Soal Latihan:
Menurut teks sumber, berapa besar penurunan jumlah kelas menengah di Indonesia pada periode 2019-2024?

Teks Sumber:
(Khabar) – Badan Pusat Statistik (BPS) melaporkan bahwa jumlah kelas menengah di Indonesia mengalami penurunan drastis sebesar 9,48 juta orang dalam periode 2019-2024. Faktor utama yang memicu penurunan ini adalah dampak Covid-19, pemutusan hubungan kerja (PHK), dan minimnya lapangan kerja yang tersedia. Kondisi ini menciptakan ketidakpastian ekonomi yang signifikan bagi banyak orang, khususnya bagi mereka yang berada di lapisan kelas menengah.
Pentingnya Jaring Pengaman Sosial
Anggota Komisi IX DPR RI, Edy Wuryanto, menegaskan pentingnya memperkuat jaring pengaman sosial untuk mengurangi dampak buruk bagi kelas menengah yang semakin rentan. Menurutnya, kelompok pekerja informal yang minim perlindungan sangat membutuhkan dukungan dari program jaminan sosial yang lebih kuat.

Entri data tersimpan:
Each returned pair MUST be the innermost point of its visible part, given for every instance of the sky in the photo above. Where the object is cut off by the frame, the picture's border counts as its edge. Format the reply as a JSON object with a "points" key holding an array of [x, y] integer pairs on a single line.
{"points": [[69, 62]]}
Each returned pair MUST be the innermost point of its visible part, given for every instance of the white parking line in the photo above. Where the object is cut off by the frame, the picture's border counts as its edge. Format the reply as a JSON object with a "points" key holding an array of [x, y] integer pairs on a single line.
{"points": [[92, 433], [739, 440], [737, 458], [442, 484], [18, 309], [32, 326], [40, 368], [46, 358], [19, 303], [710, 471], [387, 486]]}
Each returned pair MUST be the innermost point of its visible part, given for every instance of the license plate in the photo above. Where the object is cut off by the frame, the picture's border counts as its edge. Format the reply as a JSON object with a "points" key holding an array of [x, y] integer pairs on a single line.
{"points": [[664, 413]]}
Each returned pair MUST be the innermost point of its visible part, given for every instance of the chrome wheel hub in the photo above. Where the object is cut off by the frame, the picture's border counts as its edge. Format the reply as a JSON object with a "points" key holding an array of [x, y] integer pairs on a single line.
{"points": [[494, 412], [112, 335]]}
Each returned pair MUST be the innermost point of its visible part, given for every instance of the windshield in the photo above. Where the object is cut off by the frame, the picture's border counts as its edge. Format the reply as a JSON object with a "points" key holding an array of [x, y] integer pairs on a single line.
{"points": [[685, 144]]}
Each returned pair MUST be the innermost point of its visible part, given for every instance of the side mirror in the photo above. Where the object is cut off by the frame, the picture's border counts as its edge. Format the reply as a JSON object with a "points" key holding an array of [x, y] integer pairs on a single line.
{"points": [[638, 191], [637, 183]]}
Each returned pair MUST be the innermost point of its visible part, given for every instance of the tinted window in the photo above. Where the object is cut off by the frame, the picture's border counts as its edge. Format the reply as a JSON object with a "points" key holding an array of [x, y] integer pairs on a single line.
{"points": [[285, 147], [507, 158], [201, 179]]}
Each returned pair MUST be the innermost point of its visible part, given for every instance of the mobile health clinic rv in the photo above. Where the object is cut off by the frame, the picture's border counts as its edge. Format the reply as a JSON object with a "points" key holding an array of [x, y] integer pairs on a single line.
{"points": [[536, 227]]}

Pembahasan Jawaban:
Sebesar 9,48 juta orang.